What the task requires — Beginning at the line that holds "[mark] the hen -- one" and continuing to the last line of the data below, transcribe every line word for word, without pictures.
[Start of Attachment]
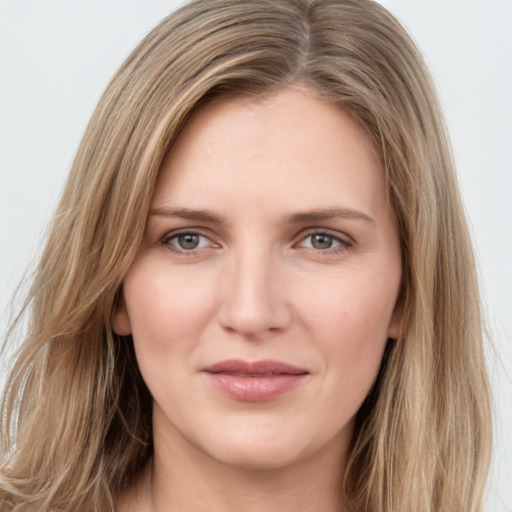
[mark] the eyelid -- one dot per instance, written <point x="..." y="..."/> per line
<point x="346" y="242"/>
<point x="166" y="240"/>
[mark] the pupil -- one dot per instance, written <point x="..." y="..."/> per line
<point x="188" y="241"/>
<point x="321" y="241"/>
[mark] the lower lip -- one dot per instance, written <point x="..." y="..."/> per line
<point x="254" y="389"/>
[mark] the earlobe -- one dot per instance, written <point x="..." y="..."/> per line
<point x="120" y="319"/>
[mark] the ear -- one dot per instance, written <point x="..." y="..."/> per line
<point x="395" y="328"/>
<point x="120" y="319"/>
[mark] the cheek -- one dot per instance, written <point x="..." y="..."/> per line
<point x="166" y="306"/>
<point x="350" y="318"/>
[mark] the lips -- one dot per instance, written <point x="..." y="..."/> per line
<point x="254" y="381"/>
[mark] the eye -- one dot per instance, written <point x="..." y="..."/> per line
<point x="325" y="241"/>
<point x="187" y="241"/>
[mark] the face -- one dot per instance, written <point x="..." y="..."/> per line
<point x="265" y="288"/>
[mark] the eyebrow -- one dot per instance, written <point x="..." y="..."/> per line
<point x="296" y="218"/>
<point x="187" y="214"/>
<point x="327" y="214"/>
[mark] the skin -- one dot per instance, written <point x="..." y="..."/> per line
<point x="263" y="283"/>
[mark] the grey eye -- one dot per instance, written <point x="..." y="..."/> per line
<point x="187" y="241"/>
<point x="321" y="241"/>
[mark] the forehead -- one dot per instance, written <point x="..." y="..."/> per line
<point x="289" y="144"/>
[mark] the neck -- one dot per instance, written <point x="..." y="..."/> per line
<point x="183" y="477"/>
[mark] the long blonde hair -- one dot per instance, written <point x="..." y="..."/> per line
<point x="76" y="413"/>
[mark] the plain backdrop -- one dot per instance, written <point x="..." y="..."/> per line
<point x="56" y="57"/>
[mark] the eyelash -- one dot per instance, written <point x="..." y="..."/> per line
<point x="344" y="242"/>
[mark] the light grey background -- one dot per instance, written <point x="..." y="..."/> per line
<point x="57" y="56"/>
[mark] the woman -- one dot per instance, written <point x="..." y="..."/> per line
<point x="258" y="291"/>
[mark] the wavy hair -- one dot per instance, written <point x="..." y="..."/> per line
<point x="76" y="413"/>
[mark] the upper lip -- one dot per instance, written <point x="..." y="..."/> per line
<point x="264" y="367"/>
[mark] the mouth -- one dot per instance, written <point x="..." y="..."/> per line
<point x="256" y="381"/>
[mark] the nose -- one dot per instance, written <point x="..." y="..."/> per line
<point x="254" y="300"/>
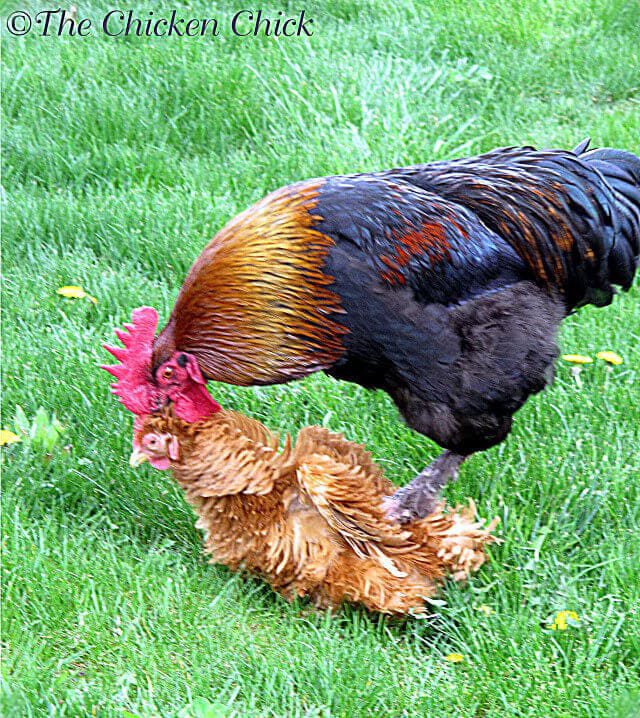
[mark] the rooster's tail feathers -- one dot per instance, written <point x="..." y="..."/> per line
<point x="621" y="171"/>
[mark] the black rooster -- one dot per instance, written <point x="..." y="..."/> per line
<point x="443" y="284"/>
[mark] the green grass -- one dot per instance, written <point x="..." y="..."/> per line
<point x="120" y="160"/>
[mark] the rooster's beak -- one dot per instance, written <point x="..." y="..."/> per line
<point x="137" y="457"/>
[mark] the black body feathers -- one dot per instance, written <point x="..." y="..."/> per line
<point x="454" y="276"/>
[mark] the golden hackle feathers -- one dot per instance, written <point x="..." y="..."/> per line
<point x="309" y="517"/>
<point x="246" y="323"/>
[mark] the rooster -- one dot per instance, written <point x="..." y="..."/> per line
<point x="308" y="518"/>
<point x="443" y="284"/>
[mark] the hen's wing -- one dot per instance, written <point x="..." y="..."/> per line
<point x="348" y="495"/>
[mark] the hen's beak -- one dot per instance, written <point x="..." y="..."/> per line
<point x="137" y="457"/>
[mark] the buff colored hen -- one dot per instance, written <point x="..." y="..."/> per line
<point x="309" y="518"/>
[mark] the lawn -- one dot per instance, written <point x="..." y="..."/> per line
<point x="121" y="158"/>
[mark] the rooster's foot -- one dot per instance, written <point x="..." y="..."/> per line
<point x="420" y="498"/>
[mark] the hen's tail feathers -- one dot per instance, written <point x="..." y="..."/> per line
<point x="621" y="171"/>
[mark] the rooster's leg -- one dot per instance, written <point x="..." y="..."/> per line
<point x="419" y="498"/>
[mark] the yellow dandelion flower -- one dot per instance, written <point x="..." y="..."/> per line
<point x="8" y="437"/>
<point x="74" y="292"/>
<point x="483" y="608"/>
<point x="577" y="359"/>
<point x="454" y="658"/>
<point x="565" y="619"/>
<point x="610" y="358"/>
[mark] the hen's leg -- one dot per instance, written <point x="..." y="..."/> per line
<point x="419" y="498"/>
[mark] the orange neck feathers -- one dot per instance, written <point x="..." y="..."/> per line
<point x="256" y="306"/>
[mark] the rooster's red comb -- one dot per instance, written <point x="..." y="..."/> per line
<point x="134" y="386"/>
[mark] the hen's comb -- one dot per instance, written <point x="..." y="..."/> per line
<point x="134" y="386"/>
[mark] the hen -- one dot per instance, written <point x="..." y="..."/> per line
<point x="308" y="518"/>
<point x="443" y="284"/>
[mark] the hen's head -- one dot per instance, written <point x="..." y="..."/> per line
<point x="143" y="390"/>
<point x="154" y="442"/>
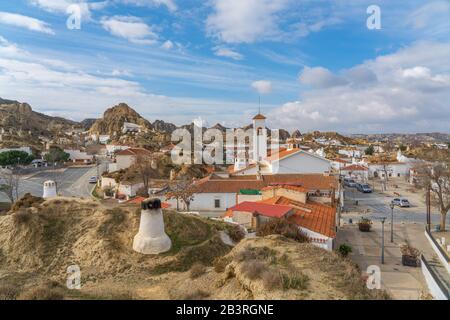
[End of Attachment]
Final answer —
[mark] the hen -- one dot per instance, written <point x="..." y="..."/> per line
<point x="308" y="518"/>
<point x="443" y="284"/>
[mark] the hen's head -- one dot per instance, written <point x="..." y="..."/> per line
<point x="143" y="390"/>
<point x="154" y="442"/>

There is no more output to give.